## [ANFORDERUNG]
Stelle die Zeilen der Daten, beginnend bei der Zeile mit „of the beige“ und endend bei der Zeile mit „point(712, 114)“, als Markdown-Tabelle mit den Spalten „Nr“ und „Zeile“ dar. Leerzeilen entfallen.

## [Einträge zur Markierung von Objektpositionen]
• • • •

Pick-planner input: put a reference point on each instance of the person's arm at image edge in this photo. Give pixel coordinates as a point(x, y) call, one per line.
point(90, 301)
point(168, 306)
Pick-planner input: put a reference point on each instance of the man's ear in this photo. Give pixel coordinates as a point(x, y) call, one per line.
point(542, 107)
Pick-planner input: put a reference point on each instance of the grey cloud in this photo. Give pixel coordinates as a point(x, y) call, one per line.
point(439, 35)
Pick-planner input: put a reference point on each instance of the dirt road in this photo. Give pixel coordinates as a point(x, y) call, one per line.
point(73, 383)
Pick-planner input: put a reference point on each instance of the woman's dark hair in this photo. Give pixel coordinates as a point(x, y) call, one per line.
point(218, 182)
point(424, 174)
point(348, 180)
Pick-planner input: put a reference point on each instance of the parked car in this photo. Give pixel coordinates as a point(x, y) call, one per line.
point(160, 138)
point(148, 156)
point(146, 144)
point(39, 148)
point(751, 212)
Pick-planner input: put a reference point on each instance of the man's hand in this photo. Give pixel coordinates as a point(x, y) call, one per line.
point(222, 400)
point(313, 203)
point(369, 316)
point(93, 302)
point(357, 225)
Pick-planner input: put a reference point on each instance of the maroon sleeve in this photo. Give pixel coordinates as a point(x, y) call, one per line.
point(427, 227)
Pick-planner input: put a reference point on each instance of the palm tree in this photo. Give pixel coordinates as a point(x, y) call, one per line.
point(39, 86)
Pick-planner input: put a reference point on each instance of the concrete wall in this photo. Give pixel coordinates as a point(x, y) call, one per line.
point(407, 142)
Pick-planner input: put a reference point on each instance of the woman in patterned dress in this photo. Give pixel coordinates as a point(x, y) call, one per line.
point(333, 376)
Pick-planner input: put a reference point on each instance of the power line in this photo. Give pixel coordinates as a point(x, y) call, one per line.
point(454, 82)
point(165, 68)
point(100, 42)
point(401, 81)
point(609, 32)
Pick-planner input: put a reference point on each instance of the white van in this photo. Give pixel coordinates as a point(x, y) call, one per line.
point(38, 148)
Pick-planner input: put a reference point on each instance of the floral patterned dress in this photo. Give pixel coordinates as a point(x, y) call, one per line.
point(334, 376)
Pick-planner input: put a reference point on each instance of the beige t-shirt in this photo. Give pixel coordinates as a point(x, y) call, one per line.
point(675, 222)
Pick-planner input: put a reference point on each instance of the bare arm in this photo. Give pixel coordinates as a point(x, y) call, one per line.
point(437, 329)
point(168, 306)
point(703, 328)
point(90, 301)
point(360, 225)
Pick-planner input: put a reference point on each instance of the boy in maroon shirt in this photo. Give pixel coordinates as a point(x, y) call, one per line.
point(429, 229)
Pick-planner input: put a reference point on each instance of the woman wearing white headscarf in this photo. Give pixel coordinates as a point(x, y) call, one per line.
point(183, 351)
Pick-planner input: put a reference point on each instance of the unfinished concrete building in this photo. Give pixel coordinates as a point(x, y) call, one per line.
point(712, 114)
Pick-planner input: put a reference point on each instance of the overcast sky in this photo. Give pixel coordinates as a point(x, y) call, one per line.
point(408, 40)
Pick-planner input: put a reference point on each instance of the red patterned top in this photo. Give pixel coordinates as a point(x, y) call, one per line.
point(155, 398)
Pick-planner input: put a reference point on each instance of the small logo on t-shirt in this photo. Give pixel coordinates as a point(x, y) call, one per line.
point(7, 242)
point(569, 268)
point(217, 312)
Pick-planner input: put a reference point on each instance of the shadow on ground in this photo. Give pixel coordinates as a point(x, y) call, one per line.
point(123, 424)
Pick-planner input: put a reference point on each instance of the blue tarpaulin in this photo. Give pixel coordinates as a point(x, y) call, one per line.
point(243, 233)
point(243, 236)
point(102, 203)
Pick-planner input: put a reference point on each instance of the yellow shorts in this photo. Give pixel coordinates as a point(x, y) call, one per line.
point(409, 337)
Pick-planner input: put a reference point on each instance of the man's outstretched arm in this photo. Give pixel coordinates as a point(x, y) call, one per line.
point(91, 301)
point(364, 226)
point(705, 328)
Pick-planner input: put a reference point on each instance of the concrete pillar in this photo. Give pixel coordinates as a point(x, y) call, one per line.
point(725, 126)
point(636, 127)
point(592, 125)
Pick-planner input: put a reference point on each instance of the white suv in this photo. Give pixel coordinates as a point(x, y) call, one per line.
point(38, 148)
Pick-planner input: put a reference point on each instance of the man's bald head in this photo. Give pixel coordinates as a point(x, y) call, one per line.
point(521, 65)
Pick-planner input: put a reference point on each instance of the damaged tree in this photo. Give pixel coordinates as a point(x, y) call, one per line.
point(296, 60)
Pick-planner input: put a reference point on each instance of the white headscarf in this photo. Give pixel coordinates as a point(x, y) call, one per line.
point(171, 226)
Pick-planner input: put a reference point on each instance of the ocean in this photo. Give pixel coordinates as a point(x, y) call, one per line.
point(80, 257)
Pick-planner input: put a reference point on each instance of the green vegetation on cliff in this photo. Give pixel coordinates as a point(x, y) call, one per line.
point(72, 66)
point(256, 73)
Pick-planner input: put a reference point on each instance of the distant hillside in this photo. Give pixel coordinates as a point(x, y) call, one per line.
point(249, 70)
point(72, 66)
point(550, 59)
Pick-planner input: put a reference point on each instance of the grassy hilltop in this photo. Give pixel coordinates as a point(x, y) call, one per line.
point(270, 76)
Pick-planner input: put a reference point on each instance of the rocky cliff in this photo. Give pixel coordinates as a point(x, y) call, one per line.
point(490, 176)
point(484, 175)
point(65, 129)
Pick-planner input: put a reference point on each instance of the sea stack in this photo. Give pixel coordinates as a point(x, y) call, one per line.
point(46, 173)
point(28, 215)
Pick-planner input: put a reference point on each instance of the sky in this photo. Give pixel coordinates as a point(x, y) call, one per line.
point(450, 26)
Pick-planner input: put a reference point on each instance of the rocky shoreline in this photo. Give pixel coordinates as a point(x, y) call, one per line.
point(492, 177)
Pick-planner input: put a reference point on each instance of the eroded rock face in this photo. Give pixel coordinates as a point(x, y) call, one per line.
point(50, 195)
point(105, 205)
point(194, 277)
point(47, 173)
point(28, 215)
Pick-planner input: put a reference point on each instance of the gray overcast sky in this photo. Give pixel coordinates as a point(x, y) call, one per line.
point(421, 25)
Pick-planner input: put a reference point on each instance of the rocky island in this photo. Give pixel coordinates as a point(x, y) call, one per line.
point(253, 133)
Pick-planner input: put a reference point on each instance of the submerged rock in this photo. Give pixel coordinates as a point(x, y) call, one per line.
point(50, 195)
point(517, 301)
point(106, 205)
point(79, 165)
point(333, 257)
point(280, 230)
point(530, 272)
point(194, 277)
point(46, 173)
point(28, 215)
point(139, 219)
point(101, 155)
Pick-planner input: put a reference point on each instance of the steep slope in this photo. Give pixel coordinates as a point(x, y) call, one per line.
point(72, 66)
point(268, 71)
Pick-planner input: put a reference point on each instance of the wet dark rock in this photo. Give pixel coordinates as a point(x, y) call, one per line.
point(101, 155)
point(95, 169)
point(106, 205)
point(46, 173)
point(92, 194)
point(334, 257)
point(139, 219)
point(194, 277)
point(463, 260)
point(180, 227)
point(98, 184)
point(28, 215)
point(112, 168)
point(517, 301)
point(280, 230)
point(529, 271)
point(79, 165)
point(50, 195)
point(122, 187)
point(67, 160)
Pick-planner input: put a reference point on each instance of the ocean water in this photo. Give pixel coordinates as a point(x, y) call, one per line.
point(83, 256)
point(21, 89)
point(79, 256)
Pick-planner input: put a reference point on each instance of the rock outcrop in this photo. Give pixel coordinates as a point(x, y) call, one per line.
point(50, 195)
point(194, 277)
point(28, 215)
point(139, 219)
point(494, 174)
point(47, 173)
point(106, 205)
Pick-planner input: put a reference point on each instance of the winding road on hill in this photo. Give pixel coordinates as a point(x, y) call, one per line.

• • • •

## [ERGEBNIS]
| Nr | Zeile |
|---|---|
| 1 | Pick-planner input: put a reference point on each instance of the beige t-shirt in this photo. Give pixel coordinates as a point(x, y) call, one per line. |
| 2 | point(675, 222) |
| 3 | Pick-planner input: put a reference point on each instance of the bare arm in this photo. Give pixel coordinates as a point(x, y) call, one per line. |
| 4 | point(437, 329) |
| 5 | point(168, 306) |
| 6 | point(703, 328) |
| 7 | point(90, 301) |
| 8 | point(360, 225) |
| 9 | Pick-planner input: put a reference point on each instance of the boy in maroon shirt in this photo. Give pixel coordinates as a point(x, y) call, one per line. |
| 10 | point(429, 229) |
| 11 | Pick-planner input: put a reference point on each instance of the woman wearing white headscarf in this photo. Give pixel coordinates as a point(x, y) call, one per line. |
| 12 | point(183, 351) |
| 13 | Pick-planner input: put a reference point on each instance of the unfinished concrete building in this photo. Give pixel coordinates as a point(x, y) call, one per line. |
| 14 | point(712, 114) |